§ What you are asked to do
A word-for-word repeat of the records below is what this calls for.

§ Material for this task
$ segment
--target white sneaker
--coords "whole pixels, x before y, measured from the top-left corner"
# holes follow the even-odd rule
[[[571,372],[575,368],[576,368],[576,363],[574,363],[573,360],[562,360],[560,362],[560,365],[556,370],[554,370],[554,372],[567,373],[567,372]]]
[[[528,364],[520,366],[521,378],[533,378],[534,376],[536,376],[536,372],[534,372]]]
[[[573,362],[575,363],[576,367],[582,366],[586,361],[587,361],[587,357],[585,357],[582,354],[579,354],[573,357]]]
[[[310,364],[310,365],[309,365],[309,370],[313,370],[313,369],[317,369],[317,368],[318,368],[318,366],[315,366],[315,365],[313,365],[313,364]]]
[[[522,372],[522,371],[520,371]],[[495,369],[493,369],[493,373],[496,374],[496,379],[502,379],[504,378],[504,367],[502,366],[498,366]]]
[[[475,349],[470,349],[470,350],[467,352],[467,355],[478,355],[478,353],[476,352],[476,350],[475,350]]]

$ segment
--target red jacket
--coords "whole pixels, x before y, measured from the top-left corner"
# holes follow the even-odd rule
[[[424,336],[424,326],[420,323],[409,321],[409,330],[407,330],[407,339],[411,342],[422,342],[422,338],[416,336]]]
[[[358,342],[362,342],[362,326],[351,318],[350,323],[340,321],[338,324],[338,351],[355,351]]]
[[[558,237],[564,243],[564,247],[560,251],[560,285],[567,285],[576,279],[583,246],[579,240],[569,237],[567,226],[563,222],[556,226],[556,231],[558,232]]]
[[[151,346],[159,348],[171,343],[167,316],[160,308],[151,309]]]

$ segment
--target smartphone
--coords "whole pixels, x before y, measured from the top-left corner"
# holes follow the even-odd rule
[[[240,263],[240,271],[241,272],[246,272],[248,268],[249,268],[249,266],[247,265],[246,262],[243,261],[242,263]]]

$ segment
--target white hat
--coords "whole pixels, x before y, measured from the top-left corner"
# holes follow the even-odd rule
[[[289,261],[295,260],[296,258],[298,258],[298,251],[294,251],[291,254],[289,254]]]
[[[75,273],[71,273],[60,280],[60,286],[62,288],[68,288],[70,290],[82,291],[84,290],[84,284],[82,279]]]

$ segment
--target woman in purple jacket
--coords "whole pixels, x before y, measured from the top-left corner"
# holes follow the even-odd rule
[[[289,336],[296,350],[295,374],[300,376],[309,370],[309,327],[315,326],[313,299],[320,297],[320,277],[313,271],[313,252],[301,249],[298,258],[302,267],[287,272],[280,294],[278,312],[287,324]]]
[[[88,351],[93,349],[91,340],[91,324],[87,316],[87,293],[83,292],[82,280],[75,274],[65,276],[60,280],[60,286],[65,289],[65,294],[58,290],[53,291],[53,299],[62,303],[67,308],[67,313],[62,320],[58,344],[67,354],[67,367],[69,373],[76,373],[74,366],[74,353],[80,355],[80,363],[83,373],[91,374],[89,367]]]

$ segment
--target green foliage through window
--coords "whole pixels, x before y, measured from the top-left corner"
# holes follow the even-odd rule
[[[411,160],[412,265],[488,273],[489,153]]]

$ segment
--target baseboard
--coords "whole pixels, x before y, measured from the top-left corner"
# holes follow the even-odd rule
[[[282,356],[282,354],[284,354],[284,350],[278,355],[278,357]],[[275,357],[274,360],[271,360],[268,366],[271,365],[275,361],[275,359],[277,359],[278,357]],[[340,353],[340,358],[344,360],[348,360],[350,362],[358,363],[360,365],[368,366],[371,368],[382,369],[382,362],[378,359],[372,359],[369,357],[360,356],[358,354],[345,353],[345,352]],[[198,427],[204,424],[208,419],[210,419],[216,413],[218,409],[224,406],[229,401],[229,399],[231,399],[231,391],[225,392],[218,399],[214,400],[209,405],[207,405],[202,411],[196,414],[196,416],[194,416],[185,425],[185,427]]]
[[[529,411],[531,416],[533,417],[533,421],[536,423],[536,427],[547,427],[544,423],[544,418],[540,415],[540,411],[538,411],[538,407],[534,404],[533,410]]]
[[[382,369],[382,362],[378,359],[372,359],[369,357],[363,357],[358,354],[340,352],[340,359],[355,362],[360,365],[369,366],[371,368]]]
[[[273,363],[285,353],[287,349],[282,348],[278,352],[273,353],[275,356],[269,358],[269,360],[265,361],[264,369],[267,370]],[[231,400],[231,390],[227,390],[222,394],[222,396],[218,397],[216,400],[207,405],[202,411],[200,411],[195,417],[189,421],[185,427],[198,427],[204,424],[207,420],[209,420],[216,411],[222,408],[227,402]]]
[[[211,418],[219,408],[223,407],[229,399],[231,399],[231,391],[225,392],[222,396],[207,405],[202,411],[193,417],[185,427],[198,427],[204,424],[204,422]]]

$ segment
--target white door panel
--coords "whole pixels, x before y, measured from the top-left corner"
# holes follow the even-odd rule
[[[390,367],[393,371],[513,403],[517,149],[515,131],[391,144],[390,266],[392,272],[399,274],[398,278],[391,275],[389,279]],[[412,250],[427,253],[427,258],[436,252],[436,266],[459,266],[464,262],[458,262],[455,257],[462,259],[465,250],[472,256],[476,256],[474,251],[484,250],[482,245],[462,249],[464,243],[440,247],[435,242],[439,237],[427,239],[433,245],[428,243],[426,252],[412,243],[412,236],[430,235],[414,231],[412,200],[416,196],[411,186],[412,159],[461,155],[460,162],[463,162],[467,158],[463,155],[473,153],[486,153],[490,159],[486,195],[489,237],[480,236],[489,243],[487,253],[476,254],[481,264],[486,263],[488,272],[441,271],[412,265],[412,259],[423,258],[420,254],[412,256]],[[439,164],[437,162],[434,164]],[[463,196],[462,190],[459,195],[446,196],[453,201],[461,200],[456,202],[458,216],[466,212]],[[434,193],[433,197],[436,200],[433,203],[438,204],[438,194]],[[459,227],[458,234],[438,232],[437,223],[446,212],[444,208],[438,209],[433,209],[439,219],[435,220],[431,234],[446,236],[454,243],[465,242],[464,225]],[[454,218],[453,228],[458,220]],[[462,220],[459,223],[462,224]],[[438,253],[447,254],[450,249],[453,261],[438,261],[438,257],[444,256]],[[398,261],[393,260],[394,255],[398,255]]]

§ Written solution
$ segment
--target white sneaker
--coords "whole pixels, x before y, measured from the top-left corner"
# holes follow the even-odd rule
[[[571,372],[575,368],[576,368],[576,363],[574,363],[573,360],[562,360],[560,362],[560,365],[556,370],[554,370],[554,372],[567,373],[567,372]]]
[[[528,364],[520,366],[521,378],[533,378],[534,376],[536,376],[536,372],[534,372]]]
[[[573,362],[575,363],[576,367],[582,366],[586,361],[587,361],[587,357],[585,357],[582,354],[579,354],[573,357]]]
[[[310,364],[310,365],[309,365],[309,370],[313,370],[313,369],[317,369],[317,368],[318,368],[318,366],[315,366],[315,365],[313,365],[313,364]]]
[[[522,372],[522,371],[520,371]],[[495,369],[493,369],[493,373],[496,374],[496,379],[502,379],[504,378],[504,367],[502,366],[498,366]]]
[[[475,349],[470,349],[470,350],[467,352],[467,355],[478,355],[478,353],[476,352],[476,350],[475,350]]]

$ segment
--target red jacket
--coords "whole pixels, x before y, measured from the top-left corner"
# holes follow the even-odd rule
[[[424,336],[424,326],[420,323],[409,321],[409,330],[407,330],[407,339],[411,342],[422,342],[422,338],[416,336]]]
[[[358,342],[362,342],[362,326],[351,318],[350,323],[340,321],[338,324],[338,351],[355,351]]]
[[[558,237],[564,243],[564,247],[560,251],[560,285],[567,285],[576,279],[583,246],[579,240],[569,237],[567,226],[563,222],[556,226],[556,231],[558,232]]]
[[[151,346],[159,348],[171,343],[167,316],[160,308],[151,309]]]

$ segment
--target smartphone
--coords "whole pixels, x before y, measured from the top-left corner"
# holes follow the even-odd rule
[[[240,263],[240,271],[241,272],[246,272],[248,268],[249,268],[249,266],[247,265],[246,262],[243,261],[242,263]]]

$ segment
--target white hat
--coords "whole pixels, x before y, measured from the top-left corner"
# holes follow the even-odd rule
[[[289,261],[295,260],[296,258],[298,258],[298,251],[294,251],[291,254],[289,254]]]
[[[75,273],[71,273],[60,280],[60,286],[62,288],[68,288],[70,290],[82,291],[84,290],[84,284],[82,279]]]

$ segment
--target woman in purple jacket
--coords "whole pixels, x before y, measured from the top-left corner"
# holes follow the even-odd rule
[[[289,336],[296,350],[295,374],[300,376],[309,370],[309,327],[315,326],[313,299],[320,297],[320,277],[313,271],[313,252],[301,249],[298,258],[302,267],[287,272],[280,294],[278,312],[287,324]]]
[[[88,351],[93,349],[91,340],[91,324],[87,316],[87,293],[83,292],[82,280],[75,274],[65,276],[60,280],[60,286],[65,289],[65,294],[58,290],[53,291],[53,299],[62,303],[67,308],[67,313],[62,320],[58,344],[67,354],[67,367],[69,373],[76,373],[74,366],[74,353],[80,355],[80,363],[83,373],[91,374],[89,367]]]

$ segment
--target green foliage through window
--coords "whole pixels, x before y, measured from the top-left corner"
# holes follow the even-odd rule
[[[411,160],[412,265],[488,273],[489,153]]]

$ segment
--target baseboard
--coords "whole pixels, x before y, measured from the top-left corner"
# holes follow the even-odd rule
[[[282,356],[282,354],[284,354],[284,350],[278,355],[278,357]],[[275,357],[274,360],[271,360],[268,366],[271,365],[275,361],[275,359],[277,359],[278,357]],[[340,353],[340,358],[344,360],[348,360],[350,362],[358,363],[360,365],[368,366],[371,368],[382,369],[382,362],[378,359],[372,359],[369,357],[360,356],[358,354],[345,353],[345,352]],[[198,427],[204,424],[208,419],[210,419],[216,413],[218,409],[224,406],[229,401],[229,399],[231,399],[231,391],[225,392],[218,399],[214,400],[209,405],[207,405],[202,411],[196,414],[196,416],[194,416],[185,425],[185,427]]]
[[[529,411],[531,416],[533,417],[533,421],[536,423],[536,427],[547,427],[544,423],[544,418],[540,415],[540,411],[538,411],[538,407],[534,404],[533,410]]]
[[[382,369],[382,362],[378,359],[372,359],[369,357],[363,357],[358,354],[340,352],[340,359],[355,362],[360,365],[369,366],[371,368]]]
[[[273,363],[285,353],[287,349],[282,348],[278,352],[273,353],[275,356],[269,358],[269,360],[265,361],[264,369],[267,370]],[[231,400],[231,390],[227,390],[222,394],[222,396],[218,397],[216,400],[207,405],[202,411],[200,411],[195,417],[189,421],[185,427],[198,427],[204,424],[207,420],[209,420],[216,411],[222,408],[227,402]]]
[[[211,418],[219,408],[223,407],[229,399],[231,399],[231,391],[225,392],[222,396],[207,405],[202,411],[193,417],[185,427],[198,427],[204,424],[204,422]]]

$ segment
--target white door panel
--coords "whole pixels, x before y, measured from the top-left corner"
# holes follow the even-odd rule
[[[390,367],[393,371],[513,403],[517,149],[515,131],[391,144],[390,266],[392,272],[399,274],[398,278],[391,275],[389,279]],[[412,250],[427,253],[427,258],[436,252],[436,266],[459,266],[464,262],[458,262],[455,257],[462,259],[465,250],[472,256],[476,256],[474,251],[484,250],[482,245],[462,249],[464,243],[440,247],[435,242],[439,237],[427,239],[433,245],[428,243],[426,252],[412,243],[412,236],[430,235],[414,231],[412,200],[416,196],[411,186],[412,159],[461,155],[460,162],[463,162],[467,158],[463,155],[473,153],[486,153],[490,159],[486,195],[489,237],[480,236],[489,243],[487,253],[476,254],[481,264],[486,263],[488,272],[441,271],[412,265],[412,259],[423,258],[420,254],[412,256]],[[439,164],[437,162],[434,164]],[[463,196],[462,190],[459,195],[446,196],[453,201],[461,200],[456,202],[458,216],[466,212]],[[434,193],[433,197],[436,200],[433,203],[438,204],[438,194]],[[459,227],[458,234],[438,232],[437,223],[446,212],[444,208],[438,209],[433,209],[439,219],[435,220],[431,234],[446,236],[454,243],[465,242],[464,225]],[[454,218],[453,228],[458,220]],[[462,220],[459,223],[462,224]],[[438,253],[447,254],[450,249],[453,261],[438,261],[438,257],[444,256]],[[398,261],[393,260],[394,255],[398,255]]]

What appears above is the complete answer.